▶ _Korte opdracht A_
Welke personen noemt de tekst over het Poortgebouw bij naam, de titel niet meegerekend?
▶ _Korte opdracht B_
Geef het vervolg van de tekst over het Poortgebouw, aansluitend op de laatste zin.

Van Wilhelmina naar Willemina


Samen met Pieter Jonkergouw bestudeer ik het gevelaanzicht dat halverwege de jaren tachtig is getekend. Het is een schematische tekening van de verkaveling van het poortgebouw. Met wat puzzelen lukt het mij om de huisnummers, die in een later stadium door de gemeente zijn toegekend, toe te voegen. In de loop van de tijd is er aardig wat veranderd in de woningen, maar nu – in 2019 – wordt voor het eerst een officiële wijziging aangebracht in de verkaveling. Het kavel met bouwnummer 23, de woning van Kees en Koos, zal worden gesplitst en zo zullen Helmersplantsoen 8a en 8b ontstaan.

Pieter kent Ted en Tineke vanuit de tijd dat ze alle drie in Eindhoven studeerden. In 1984 wordt het contact hernieuwd en treedt Pieter toe tot de bouwgroep, waar Ted, Bart en Margreet al deel van uitmaken. Hij en Marion wonen dan in de Sluisstraat, in een huis dat ze in 1985 verkopen om – in afwachting van de verhuizing naar het Poortgebouw – een ‘wisselwoning’ te betrekken op het Waterlandplein in Amsterdam Noord.

Voor het Poortgebouw worden vanuit het ledenbestand van de woonvereniging ruim dertig huishoudens geselecteerd, de helft is woonachtig in de buurt. De selectiecriteria zijn: volgorde van aanmelding, het lidmaatschapsgeld van de woonvereniging moet betaald zijn en aanwezigheid bij de vergaderingen. Op basis van de kandidatenlijst en het verkavelingsplan, dat door Bart en Margreet is getekend, wordt in oktober 1985 een eerste verdeling van de woningen gemaakt. Het streven is om iedereen een woning te geven die zo veel mogelijk voldoet aan hun wensen.


Pieter is een van de weinigen die foto’s heeft gemaakt in 1986-1987, de periode waarin het Poortgebouw een nieuwe vorm krijgt. Zijn foto’s illustreren deze blog.

Samen met Bart en Margreet voert Pieter gesprekken met de toekomstige bewoners, ongeveer drie gesprekken per huishouden. De basisverkaveling telt 33 appartementen, de kleinste is 61 m2, de grootste 166 m2. Afgezien van het Gezondheidscentrum zijn de oost- en westvleugel grotendeels spiegelbeeldig, het middendeel telt dertien verschillende woningen. De uitgangspunten worden in het casco uitgetekend: elke woning heeft een buitenruimte en is voorzien van volwaardige installaties. Water, gas en elektriciteit worden per woning aangesloten evenals een CV ketel en radiatoren. Keukens maken geen deel uit van het ontwerp, sanitaire voorzieningen wel. Binnen het casco hebben de bewoners een grote vrijheid om de woningen naar eigen behoefte in te delen.

▶ _Verstrekte gegevens_
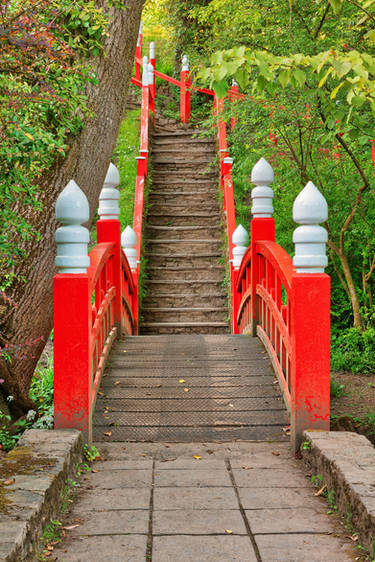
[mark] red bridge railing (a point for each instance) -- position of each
(285, 302)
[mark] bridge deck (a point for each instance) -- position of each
(189, 388)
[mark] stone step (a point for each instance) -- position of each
(185, 299)
(187, 272)
(184, 328)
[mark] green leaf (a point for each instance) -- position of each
(300, 77)
(336, 5)
(284, 78)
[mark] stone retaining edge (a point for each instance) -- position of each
(346, 462)
(32, 477)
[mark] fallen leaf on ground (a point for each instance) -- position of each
(321, 491)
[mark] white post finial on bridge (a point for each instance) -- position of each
(145, 78)
(262, 195)
(72, 210)
(240, 239)
(150, 71)
(310, 208)
(109, 196)
(185, 64)
(129, 244)
(152, 50)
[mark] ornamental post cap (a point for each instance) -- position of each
(185, 63)
(262, 173)
(310, 206)
(112, 179)
(72, 206)
(128, 238)
(240, 236)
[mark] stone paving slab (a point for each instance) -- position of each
(194, 549)
(116, 548)
(193, 477)
(195, 522)
(304, 547)
(38, 469)
(205, 509)
(111, 522)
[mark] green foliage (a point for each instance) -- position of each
(45, 63)
(126, 151)
(353, 350)
(90, 453)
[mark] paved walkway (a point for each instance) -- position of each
(201, 502)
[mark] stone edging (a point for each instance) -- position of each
(346, 462)
(31, 479)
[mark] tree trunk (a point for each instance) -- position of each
(86, 162)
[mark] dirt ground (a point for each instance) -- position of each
(354, 408)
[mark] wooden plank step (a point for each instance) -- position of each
(184, 309)
(184, 324)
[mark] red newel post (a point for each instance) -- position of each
(72, 314)
(310, 318)
(262, 226)
(138, 53)
(240, 242)
(185, 112)
(108, 229)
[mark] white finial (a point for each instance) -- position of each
(109, 196)
(150, 70)
(152, 50)
(185, 63)
(145, 80)
(310, 208)
(72, 210)
(129, 243)
(262, 195)
(240, 239)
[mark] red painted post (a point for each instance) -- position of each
(310, 361)
(110, 231)
(72, 354)
(138, 53)
(262, 226)
(185, 81)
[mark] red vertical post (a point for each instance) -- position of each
(310, 361)
(110, 231)
(72, 353)
(185, 81)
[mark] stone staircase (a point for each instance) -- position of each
(185, 285)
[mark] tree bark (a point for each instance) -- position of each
(86, 162)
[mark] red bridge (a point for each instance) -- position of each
(191, 386)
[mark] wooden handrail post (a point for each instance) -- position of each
(108, 229)
(185, 111)
(262, 226)
(310, 318)
(72, 315)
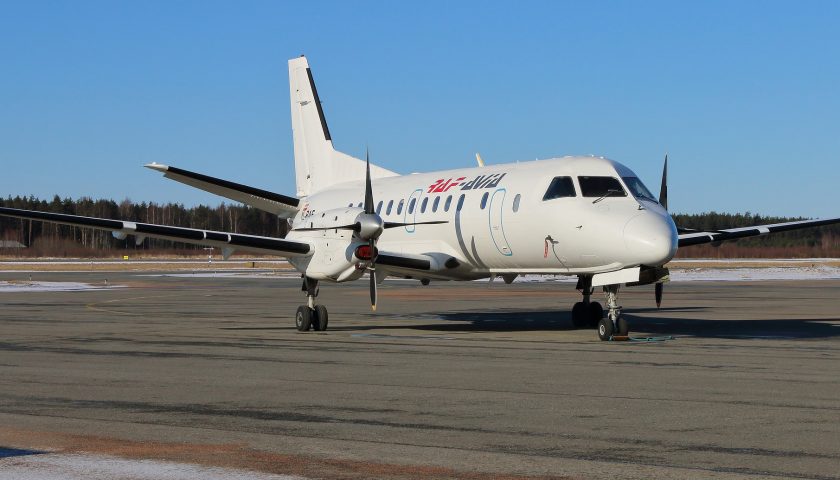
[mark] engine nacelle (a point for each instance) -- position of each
(334, 254)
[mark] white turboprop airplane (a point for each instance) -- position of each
(585, 216)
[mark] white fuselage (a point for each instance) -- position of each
(503, 225)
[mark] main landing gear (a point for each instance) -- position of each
(311, 315)
(591, 314)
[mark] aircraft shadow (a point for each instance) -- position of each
(514, 321)
(794, 328)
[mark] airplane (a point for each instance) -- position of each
(584, 216)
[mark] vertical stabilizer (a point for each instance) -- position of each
(317, 164)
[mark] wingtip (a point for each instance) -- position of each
(157, 166)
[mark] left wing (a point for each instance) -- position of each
(698, 237)
(281, 205)
(228, 242)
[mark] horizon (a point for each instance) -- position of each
(742, 96)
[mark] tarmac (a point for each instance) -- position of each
(451, 380)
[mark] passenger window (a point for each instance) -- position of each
(601, 186)
(560, 187)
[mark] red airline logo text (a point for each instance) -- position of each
(444, 185)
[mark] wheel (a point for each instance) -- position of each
(303, 318)
(579, 315)
(596, 313)
(605, 329)
(319, 323)
(623, 329)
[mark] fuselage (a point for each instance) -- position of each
(570, 215)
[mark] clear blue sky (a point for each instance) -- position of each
(745, 96)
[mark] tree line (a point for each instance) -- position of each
(45, 239)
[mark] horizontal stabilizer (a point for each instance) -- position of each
(280, 205)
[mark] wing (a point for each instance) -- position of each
(226, 241)
(280, 205)
(696, 237)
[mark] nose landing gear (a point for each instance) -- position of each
(614, 324)
(589, 314)
(586, 313)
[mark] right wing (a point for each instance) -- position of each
(228, 242)
(280, 205)
(696, 237)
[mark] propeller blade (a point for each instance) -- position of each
(400, 224)
(373, 289)
(663, 189)
(658, 293)
(354, 226)
(373, 275)
(368, 186)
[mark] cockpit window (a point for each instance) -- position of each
(638, 189)
(601, 186)
(560, 187)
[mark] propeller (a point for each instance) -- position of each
(663, 200)
(369, 226)
(373, 232)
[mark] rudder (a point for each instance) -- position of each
(317, 164)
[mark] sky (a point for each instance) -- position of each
(742, 95)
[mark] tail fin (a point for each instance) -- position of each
(317, 164)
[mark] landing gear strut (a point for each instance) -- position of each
(586, 313)
(614, 324)
(311, 315)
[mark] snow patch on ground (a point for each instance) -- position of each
(103, 467)
(821, 272)
(249, 274)
(27, 286)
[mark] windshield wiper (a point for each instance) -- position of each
(611, 191)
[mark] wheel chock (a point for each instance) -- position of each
(627, 338)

▶ _Antwoord opdracht A_
Pieter Jonkergouw, Kees, Koos, Ted, Tineke, Bart, Margreet en Marion.

▶ _Antwoord opdracht B_
Tegelijkertijd moet natuurlijk goed opgelet worden dat de verbouwingsplannen financieel haalbaar blijven. De kosten van de aankoop van het gebouw, de cascoverbouwing, de afkoop van de erfpacht en de voorbereidingskosten moeten verdeeld worden over de woningen. Met dat doel ontwikkelen Ted en Pieter een puntensysteem dat is gestoeld op: a. de oppervlakte van de woning, b. de mogelijkheden om een of meer tussenvloeren te maken, c. de ligging van de woning (bereikbaarheid, uitzicht en bezonning), d. de hoeveelheid en kwaliteit van de buitenruimte. Het ‘woningwaarderingssysteem’, dat door het ministerie van VROM (versie 1-7-1986) wordt gehanteerd, dient als richtlijn voor het puntensysteem van Woonvereniging Willemina.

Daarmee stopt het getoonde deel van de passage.